(Excerpts from a location annotation dataset)
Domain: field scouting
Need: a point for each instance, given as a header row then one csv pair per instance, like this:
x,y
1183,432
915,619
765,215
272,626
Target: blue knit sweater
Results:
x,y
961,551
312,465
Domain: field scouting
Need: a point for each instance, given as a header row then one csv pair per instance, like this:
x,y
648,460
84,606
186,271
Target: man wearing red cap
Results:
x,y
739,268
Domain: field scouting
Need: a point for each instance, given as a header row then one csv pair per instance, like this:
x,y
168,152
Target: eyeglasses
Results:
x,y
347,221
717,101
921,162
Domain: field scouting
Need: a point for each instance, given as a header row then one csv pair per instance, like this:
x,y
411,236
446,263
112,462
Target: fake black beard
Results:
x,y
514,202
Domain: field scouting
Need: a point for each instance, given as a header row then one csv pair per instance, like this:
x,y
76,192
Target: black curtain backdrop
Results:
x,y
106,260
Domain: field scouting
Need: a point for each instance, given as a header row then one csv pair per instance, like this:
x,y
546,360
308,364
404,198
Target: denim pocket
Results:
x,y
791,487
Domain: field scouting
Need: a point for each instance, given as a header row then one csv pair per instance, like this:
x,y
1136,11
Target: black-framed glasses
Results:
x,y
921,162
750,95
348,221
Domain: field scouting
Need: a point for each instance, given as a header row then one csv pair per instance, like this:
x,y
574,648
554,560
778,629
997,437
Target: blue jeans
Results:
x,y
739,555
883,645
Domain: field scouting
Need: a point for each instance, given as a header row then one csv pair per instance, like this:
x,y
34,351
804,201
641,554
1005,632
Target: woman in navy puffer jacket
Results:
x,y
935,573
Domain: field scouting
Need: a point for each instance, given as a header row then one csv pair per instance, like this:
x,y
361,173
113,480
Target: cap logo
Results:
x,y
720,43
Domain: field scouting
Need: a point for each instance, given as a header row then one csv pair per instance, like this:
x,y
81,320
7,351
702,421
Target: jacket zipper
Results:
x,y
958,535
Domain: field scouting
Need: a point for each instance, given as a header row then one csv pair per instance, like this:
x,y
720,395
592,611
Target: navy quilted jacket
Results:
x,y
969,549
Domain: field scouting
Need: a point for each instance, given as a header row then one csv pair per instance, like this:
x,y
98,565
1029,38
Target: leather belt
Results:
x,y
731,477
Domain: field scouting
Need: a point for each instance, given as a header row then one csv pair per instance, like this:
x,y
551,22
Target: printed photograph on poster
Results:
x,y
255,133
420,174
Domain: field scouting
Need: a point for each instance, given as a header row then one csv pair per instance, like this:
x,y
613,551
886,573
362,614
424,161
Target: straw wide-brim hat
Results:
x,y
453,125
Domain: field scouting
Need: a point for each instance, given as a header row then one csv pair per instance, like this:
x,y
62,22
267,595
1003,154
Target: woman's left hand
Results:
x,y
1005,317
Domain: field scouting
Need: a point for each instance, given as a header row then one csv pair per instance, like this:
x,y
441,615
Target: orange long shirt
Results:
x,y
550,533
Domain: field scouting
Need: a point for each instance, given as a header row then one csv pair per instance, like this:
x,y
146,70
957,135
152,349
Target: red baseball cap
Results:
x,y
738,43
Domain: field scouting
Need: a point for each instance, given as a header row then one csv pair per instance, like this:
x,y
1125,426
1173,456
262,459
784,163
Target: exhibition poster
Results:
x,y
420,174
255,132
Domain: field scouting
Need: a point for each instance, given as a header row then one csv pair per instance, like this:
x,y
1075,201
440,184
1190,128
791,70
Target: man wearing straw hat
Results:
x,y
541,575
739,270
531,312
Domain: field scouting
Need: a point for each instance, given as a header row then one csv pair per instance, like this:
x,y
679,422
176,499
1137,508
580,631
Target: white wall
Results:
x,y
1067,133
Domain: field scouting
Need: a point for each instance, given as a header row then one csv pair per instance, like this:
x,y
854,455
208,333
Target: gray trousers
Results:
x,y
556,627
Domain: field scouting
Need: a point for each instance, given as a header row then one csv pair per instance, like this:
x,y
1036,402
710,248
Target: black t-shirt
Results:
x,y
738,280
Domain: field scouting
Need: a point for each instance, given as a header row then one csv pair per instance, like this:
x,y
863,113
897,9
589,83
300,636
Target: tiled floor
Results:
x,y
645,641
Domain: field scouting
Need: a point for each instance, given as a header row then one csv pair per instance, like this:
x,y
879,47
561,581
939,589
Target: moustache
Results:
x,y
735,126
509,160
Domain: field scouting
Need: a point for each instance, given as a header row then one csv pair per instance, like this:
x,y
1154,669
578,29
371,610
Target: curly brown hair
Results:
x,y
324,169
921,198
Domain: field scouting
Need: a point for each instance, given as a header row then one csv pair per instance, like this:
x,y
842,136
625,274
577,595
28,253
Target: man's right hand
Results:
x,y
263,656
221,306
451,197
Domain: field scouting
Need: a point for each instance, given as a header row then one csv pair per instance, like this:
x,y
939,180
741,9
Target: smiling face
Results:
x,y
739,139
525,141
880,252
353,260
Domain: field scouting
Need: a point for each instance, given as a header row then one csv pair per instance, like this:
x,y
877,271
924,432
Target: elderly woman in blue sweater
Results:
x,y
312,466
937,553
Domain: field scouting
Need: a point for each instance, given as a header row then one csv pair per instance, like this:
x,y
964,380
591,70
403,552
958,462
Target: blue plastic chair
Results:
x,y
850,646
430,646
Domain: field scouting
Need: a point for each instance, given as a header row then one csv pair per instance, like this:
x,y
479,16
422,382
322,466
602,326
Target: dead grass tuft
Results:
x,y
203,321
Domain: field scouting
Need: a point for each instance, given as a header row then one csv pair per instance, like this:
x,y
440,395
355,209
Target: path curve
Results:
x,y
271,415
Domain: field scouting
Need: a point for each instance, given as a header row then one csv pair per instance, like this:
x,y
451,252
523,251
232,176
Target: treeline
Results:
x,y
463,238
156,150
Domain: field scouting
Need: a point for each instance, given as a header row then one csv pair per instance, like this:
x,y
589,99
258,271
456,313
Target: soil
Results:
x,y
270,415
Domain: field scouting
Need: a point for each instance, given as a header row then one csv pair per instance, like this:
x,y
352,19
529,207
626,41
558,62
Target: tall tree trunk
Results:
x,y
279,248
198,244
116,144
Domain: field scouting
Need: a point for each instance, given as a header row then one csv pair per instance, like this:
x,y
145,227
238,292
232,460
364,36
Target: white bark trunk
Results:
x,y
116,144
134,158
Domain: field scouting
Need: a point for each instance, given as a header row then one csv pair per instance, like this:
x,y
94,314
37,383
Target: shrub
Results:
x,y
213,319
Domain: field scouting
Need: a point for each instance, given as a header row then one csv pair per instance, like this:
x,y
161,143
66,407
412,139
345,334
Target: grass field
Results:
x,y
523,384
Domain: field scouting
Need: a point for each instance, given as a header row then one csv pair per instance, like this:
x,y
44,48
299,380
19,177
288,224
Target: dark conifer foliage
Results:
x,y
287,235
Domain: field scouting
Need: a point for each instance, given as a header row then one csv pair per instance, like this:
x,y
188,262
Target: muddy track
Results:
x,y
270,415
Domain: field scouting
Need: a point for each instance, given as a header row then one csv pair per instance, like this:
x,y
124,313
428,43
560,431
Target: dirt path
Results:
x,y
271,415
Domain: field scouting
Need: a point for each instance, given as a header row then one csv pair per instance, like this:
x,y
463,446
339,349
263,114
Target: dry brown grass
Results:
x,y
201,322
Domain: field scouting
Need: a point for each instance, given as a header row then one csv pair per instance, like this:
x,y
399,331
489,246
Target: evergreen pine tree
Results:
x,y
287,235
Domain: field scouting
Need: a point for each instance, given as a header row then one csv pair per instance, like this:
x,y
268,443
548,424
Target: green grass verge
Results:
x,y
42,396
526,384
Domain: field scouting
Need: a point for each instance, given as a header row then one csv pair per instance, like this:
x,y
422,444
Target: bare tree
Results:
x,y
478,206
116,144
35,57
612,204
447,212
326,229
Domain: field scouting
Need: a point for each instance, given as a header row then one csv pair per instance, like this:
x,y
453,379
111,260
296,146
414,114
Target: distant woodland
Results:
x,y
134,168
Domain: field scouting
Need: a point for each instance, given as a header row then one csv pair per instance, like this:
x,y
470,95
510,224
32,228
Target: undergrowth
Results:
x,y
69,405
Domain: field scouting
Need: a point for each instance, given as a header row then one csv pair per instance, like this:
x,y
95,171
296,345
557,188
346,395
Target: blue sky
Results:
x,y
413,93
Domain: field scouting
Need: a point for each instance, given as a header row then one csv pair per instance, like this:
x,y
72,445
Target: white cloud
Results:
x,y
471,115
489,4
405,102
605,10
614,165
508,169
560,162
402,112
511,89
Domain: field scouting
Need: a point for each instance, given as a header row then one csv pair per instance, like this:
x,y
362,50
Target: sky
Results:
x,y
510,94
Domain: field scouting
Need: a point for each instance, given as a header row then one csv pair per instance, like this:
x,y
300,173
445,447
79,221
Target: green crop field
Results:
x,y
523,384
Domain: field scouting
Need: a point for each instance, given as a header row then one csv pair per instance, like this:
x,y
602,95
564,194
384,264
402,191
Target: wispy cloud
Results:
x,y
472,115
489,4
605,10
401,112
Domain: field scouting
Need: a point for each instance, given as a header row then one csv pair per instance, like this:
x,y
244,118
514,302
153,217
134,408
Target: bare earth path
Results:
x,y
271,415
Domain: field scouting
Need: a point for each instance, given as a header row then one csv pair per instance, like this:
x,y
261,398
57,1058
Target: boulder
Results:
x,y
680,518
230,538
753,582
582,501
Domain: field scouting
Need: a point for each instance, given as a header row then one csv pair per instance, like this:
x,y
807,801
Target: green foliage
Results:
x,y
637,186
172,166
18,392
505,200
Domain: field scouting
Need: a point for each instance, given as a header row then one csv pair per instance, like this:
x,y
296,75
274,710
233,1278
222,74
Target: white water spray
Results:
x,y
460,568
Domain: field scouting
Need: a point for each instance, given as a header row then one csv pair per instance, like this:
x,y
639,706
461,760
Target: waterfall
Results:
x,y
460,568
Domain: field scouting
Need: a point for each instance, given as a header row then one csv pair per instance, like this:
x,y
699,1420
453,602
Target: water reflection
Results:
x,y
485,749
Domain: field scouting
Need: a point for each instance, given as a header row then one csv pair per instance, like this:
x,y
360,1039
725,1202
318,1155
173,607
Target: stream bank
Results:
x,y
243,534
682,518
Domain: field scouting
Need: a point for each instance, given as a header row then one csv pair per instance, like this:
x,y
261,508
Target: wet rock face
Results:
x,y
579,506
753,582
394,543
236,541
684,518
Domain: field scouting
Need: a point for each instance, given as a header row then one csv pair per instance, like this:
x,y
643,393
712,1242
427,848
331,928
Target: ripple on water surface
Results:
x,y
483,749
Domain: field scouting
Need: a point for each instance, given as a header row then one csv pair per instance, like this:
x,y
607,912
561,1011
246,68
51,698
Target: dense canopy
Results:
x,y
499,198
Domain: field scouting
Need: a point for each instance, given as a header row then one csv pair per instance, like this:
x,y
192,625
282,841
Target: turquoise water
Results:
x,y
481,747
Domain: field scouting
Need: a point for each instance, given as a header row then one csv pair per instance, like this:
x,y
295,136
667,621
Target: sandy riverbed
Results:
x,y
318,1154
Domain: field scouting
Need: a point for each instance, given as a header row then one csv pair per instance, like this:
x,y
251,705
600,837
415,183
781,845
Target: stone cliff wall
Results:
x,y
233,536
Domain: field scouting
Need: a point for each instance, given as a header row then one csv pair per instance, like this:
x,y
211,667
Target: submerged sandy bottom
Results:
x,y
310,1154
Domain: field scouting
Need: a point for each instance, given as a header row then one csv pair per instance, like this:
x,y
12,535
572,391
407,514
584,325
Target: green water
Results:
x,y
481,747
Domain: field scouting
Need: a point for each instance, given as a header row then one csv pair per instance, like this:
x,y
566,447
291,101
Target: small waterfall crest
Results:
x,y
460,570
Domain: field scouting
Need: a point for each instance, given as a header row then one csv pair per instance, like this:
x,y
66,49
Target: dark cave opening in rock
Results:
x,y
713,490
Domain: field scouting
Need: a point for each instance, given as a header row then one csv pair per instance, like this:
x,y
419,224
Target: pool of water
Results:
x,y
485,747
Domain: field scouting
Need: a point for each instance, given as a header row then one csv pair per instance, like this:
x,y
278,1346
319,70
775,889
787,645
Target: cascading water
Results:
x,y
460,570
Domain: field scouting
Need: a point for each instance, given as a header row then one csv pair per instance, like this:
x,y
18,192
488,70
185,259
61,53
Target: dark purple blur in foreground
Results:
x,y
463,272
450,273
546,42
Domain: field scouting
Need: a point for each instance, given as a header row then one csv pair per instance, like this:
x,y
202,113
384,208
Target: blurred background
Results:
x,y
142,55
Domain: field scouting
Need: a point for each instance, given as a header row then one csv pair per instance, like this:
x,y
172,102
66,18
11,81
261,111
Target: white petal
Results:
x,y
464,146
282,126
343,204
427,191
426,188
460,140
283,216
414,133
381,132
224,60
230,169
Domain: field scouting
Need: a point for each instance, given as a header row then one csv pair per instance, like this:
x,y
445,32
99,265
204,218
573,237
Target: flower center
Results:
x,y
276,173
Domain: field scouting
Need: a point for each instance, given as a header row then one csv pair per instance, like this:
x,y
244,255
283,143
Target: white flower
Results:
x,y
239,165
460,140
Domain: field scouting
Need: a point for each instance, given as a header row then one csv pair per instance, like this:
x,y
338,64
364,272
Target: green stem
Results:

- WORK REQUIRED: Which lines in the rows above contain the word "dark"? Pull out each one, counting only matches with the same capitalization.

- EXPECTED ANSWER:
Target: dark conifer foliage
Target: dark cave opening in rock
Target: dark purple blur in foreground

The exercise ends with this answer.